**PROBLEM TO SOLVE:** Count the lines in the entries below that contain the word "figurine", and reply with the number alone.

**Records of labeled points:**
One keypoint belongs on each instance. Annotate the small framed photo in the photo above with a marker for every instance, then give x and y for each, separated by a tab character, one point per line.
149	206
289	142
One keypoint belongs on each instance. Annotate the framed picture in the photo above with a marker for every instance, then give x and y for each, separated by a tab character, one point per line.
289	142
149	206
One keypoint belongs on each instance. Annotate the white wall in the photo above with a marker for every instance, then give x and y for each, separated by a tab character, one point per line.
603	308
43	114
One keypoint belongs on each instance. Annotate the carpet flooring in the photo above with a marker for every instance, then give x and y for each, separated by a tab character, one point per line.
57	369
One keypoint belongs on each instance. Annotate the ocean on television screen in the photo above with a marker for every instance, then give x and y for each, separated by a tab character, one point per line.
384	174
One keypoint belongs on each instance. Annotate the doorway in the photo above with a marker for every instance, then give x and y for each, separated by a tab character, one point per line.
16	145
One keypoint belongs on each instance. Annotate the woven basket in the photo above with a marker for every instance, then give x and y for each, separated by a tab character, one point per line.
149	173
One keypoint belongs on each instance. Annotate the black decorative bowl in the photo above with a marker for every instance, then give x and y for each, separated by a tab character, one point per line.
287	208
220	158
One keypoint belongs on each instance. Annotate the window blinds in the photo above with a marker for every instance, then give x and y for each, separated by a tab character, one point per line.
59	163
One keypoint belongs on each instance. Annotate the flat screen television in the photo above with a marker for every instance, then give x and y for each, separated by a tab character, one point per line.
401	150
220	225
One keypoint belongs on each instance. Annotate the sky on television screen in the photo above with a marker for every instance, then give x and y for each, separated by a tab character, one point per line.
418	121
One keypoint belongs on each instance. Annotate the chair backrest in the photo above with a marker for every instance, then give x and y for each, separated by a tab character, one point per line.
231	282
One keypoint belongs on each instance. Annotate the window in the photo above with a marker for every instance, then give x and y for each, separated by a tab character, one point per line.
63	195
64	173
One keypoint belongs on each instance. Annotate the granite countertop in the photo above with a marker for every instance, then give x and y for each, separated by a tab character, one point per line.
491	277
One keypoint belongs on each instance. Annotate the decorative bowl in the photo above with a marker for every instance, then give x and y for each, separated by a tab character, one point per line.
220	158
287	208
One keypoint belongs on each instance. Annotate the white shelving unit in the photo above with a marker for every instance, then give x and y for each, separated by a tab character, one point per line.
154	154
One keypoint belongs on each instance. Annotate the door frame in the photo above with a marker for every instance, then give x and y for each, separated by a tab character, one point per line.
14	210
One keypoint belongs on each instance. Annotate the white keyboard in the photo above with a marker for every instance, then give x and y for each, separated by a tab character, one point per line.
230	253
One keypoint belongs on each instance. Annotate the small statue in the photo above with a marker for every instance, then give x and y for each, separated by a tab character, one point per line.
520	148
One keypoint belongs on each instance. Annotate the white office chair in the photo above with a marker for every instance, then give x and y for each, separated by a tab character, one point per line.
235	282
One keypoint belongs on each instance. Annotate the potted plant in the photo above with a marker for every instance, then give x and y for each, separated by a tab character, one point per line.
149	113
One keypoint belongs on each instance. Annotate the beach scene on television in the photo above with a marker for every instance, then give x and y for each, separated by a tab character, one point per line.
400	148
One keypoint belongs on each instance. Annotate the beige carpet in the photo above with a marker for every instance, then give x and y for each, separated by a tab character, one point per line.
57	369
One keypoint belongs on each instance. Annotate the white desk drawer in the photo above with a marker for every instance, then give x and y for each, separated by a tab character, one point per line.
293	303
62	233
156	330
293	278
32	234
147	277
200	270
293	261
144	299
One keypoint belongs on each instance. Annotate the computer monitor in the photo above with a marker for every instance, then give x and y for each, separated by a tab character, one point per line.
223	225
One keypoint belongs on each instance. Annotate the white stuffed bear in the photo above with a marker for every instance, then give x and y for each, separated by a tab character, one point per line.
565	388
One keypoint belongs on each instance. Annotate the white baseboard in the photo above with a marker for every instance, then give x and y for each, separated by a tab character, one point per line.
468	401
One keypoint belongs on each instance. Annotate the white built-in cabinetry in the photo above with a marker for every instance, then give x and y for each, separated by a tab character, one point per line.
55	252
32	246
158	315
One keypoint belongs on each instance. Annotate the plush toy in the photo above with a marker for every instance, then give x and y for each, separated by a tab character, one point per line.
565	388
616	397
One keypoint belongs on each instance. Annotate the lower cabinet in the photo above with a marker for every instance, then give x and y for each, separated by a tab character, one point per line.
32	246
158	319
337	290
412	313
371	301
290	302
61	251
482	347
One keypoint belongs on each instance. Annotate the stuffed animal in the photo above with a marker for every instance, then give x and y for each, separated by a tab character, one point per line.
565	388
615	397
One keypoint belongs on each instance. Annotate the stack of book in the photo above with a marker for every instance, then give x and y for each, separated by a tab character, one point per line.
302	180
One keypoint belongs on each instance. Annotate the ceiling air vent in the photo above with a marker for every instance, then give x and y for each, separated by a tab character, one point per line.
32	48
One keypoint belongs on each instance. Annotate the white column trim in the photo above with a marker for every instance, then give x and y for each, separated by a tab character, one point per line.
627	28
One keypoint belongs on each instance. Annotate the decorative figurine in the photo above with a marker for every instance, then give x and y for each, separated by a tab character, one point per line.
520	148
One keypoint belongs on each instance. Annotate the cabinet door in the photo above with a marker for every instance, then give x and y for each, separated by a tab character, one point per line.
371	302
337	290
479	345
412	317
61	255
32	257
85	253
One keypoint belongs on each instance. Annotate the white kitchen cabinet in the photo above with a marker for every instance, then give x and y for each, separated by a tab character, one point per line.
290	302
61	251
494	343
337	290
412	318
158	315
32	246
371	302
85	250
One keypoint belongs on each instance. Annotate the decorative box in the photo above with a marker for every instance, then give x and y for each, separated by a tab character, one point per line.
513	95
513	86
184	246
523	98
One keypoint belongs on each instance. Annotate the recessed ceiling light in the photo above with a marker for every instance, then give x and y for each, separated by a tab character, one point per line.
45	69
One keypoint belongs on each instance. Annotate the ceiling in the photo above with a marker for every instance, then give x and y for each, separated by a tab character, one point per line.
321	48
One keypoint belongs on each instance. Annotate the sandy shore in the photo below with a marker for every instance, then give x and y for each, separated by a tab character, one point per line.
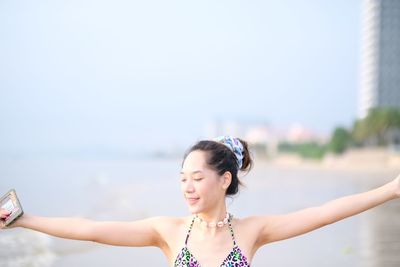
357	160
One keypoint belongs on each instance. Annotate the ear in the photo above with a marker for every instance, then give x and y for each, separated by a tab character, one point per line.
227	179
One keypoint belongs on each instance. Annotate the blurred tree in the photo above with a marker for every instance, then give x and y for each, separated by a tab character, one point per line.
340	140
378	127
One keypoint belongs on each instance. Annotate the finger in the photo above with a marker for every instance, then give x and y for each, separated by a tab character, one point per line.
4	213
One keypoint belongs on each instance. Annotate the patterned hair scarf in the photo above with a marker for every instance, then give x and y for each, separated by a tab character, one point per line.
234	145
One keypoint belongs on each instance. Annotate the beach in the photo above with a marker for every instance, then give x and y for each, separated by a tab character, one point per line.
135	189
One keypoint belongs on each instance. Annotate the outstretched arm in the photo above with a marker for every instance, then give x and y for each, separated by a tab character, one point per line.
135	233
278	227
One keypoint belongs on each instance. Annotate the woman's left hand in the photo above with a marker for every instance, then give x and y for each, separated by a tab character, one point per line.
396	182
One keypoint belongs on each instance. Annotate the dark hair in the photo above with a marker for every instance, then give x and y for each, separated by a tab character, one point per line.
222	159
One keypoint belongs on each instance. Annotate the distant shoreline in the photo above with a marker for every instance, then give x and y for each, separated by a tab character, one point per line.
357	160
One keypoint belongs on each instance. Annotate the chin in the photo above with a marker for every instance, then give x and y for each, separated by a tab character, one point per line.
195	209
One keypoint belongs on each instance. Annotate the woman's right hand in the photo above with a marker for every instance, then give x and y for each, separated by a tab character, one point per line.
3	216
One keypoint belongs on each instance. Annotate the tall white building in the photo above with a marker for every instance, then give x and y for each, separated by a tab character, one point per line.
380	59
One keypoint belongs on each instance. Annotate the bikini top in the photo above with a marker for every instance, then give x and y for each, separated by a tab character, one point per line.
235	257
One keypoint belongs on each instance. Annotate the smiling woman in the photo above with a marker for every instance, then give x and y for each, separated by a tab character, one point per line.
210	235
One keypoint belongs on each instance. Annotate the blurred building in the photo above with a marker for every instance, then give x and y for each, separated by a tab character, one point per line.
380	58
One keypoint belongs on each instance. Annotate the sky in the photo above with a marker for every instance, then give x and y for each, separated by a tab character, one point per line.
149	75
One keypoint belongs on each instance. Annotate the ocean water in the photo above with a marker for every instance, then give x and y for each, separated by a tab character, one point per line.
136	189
---
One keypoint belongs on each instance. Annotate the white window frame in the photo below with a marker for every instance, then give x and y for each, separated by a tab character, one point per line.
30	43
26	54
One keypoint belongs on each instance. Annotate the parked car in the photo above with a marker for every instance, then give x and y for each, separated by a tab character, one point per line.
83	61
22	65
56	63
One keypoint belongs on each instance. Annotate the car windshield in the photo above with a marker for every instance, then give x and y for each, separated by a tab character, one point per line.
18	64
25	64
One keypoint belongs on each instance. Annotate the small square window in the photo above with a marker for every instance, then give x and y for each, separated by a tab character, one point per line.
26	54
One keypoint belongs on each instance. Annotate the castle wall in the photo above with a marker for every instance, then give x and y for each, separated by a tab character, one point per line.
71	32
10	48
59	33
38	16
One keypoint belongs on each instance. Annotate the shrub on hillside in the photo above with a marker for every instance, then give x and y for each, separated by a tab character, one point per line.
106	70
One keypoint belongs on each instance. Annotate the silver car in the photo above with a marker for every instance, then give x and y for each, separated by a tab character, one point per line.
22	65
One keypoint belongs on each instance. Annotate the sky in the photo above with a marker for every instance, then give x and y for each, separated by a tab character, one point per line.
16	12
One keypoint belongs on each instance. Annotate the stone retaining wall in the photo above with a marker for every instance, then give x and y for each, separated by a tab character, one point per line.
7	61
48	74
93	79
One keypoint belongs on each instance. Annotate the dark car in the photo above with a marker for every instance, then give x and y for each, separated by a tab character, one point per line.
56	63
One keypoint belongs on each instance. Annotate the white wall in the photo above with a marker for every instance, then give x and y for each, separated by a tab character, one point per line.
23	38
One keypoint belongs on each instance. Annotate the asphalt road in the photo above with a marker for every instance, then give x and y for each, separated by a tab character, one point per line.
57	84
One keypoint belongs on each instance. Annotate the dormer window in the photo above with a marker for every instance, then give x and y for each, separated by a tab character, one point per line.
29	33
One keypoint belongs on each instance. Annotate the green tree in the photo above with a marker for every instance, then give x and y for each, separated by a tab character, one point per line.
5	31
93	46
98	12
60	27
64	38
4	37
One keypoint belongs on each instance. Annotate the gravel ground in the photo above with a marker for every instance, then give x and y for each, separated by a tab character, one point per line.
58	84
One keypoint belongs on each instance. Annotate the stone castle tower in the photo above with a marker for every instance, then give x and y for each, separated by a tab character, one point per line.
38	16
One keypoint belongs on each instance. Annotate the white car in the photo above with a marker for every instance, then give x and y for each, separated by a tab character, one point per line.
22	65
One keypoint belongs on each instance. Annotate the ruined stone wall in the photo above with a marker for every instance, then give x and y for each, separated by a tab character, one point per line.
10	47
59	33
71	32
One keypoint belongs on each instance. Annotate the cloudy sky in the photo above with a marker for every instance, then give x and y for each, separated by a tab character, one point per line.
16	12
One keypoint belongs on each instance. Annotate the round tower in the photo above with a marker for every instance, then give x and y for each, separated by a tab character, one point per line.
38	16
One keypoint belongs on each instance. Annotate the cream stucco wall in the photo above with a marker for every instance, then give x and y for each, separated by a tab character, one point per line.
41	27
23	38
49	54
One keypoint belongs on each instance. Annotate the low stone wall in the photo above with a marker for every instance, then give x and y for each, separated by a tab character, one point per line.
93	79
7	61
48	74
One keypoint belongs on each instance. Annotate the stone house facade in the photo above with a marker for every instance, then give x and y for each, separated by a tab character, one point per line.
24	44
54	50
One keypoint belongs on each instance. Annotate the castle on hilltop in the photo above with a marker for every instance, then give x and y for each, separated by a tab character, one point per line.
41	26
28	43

**COMPLETE OUTPUT:** 1